__Supplied text__.
= Beginning of Section =

Entropy for measuring Software Maturity
We’ve just released the first version of our commit entropy analysis tool to measure software maturity. This is the first in a series of blog posts that goes into detail about entropy in software development.
In a software development project change is one of the only constant factors. Requirements can change, as can the technical considerations and environmental circumstances. Our jobs as software project managers and engineers is largely managing this ability to change.
As software projects grow, the ability to change often diminishes. This is in contrast to the rate of change, which generally increases through the first releases until a project enters maintenance mode and, eventually, reaches End-Of-Life. This difference makes software projects unpredictable and has given rise to methodologies like Agile, SCRUM and Lean to streamline the rate of change. These methodologies do not, however, help increase the ability of a software project to support this rate of change.
One way to measure a software project’s ability to keep up with the rate of change is by utilizing the metric of entropy.
What is entropy?
Entropy is a term from information theory that is inspired by the concept of entropy in thermodynamics. In thermodynamics, and in general, entropy is a measure of disorder in a system. It’s this disorder that we are also interested in in software development.
Entropy in the context of information was first defined by Claude Shannon in 1948 in his famous paper: “A Mathematical Theory of Communication”. Shannon defines entropy as the amount of information you need to encode any sort of message. In other words, how much unique information is present in the message. If you have a coin that always turns up ‘heads’, you don’t need anything to record the outcome of a coin toss. A regular coin, you need one ‘bit’ of information to track if the coin came up heads or tails. A six-sided die: 2.6 bits (yes, in entropy, you can have fractions of bits).
This concept is often used in cryptography. The ‘entropy’ of a password is how many bits are required to store all possible combinations of a password. A 4-digit pincode carries less entropy than 16 alphanumeric characters with special characters mixed in. In cryptography, higher entropy means that it’s harder to brute-force, since there are more possible combinations.
The same concept can be applied to changes made in a software project. If a change only impacts a small part of the system, that change can be recorded with very few bits of information. If changes touch a large part of a system, you need many more bits to encode that change.

= End of Section =

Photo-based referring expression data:
= Beginning of Section =

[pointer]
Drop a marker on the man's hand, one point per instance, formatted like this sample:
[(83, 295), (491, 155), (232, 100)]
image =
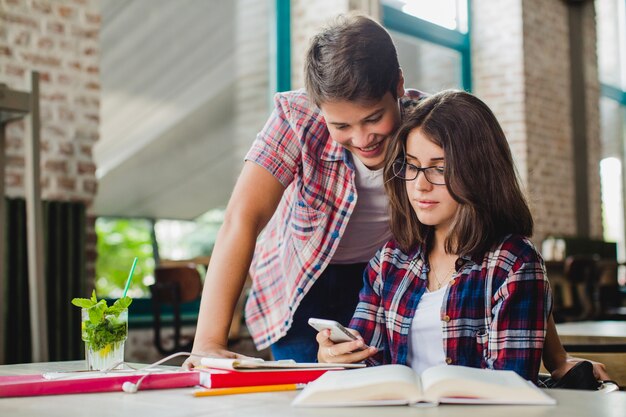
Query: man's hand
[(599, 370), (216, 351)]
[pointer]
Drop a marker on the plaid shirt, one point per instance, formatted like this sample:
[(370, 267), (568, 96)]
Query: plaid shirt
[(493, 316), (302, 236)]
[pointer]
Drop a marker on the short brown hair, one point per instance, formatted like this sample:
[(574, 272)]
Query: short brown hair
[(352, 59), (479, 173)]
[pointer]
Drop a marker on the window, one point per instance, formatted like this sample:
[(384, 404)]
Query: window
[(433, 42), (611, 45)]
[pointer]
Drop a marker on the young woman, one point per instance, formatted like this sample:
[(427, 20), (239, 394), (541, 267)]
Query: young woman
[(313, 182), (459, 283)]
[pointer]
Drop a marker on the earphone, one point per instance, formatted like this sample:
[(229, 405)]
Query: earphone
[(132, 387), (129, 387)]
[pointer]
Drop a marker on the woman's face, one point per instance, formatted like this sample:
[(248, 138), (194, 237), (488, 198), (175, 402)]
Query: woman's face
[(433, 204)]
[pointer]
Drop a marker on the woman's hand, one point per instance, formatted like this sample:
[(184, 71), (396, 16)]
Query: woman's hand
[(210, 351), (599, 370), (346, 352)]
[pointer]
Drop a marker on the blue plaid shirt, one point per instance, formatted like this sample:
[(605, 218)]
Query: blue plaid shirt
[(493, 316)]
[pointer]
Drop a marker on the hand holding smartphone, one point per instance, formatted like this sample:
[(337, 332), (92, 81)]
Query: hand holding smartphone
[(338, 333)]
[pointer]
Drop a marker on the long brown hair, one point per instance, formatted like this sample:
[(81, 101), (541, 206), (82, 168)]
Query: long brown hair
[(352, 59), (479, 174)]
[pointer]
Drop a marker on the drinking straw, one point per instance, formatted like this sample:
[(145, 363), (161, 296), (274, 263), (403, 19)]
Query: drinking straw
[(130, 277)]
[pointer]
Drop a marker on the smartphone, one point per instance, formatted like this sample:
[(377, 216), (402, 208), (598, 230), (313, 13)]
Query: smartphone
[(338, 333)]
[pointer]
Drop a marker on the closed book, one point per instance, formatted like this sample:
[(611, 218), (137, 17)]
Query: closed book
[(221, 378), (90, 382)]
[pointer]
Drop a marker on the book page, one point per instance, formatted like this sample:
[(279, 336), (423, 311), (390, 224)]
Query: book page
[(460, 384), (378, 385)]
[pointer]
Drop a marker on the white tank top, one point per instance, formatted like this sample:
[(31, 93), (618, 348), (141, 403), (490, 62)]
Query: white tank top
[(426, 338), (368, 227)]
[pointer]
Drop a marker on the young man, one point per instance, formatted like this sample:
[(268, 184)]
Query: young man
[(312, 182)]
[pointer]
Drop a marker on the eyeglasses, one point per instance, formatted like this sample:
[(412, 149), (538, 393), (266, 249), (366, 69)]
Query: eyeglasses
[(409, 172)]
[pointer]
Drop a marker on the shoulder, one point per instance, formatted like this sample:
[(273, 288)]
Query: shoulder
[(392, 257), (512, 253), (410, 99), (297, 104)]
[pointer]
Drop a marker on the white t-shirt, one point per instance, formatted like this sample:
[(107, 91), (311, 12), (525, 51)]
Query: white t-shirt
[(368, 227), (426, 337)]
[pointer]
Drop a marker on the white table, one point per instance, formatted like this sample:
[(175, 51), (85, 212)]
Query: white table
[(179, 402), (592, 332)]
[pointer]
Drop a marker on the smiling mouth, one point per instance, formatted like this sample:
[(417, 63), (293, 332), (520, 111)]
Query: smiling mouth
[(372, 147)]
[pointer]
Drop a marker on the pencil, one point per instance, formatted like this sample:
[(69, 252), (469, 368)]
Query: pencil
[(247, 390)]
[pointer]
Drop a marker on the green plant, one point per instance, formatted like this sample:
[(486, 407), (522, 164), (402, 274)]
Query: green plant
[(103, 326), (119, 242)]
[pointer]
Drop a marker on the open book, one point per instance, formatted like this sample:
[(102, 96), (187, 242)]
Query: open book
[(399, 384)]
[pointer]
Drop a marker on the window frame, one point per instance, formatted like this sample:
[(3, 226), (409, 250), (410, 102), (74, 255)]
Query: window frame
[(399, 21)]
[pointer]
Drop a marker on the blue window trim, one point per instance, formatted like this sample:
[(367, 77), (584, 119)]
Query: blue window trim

= End of Section =

Duplicate the stretch of the entropy text from "Entropy for measuring" through "entropy in software development.". Only the entropy text is needed here.

__Exercise solution__.
Entropy for measuring Software Maturity
We’ve just released the first version of our commit entropy analysis tool to measure software maturity. This is the first in a series of blog posts that goes into detail about entropy in software development.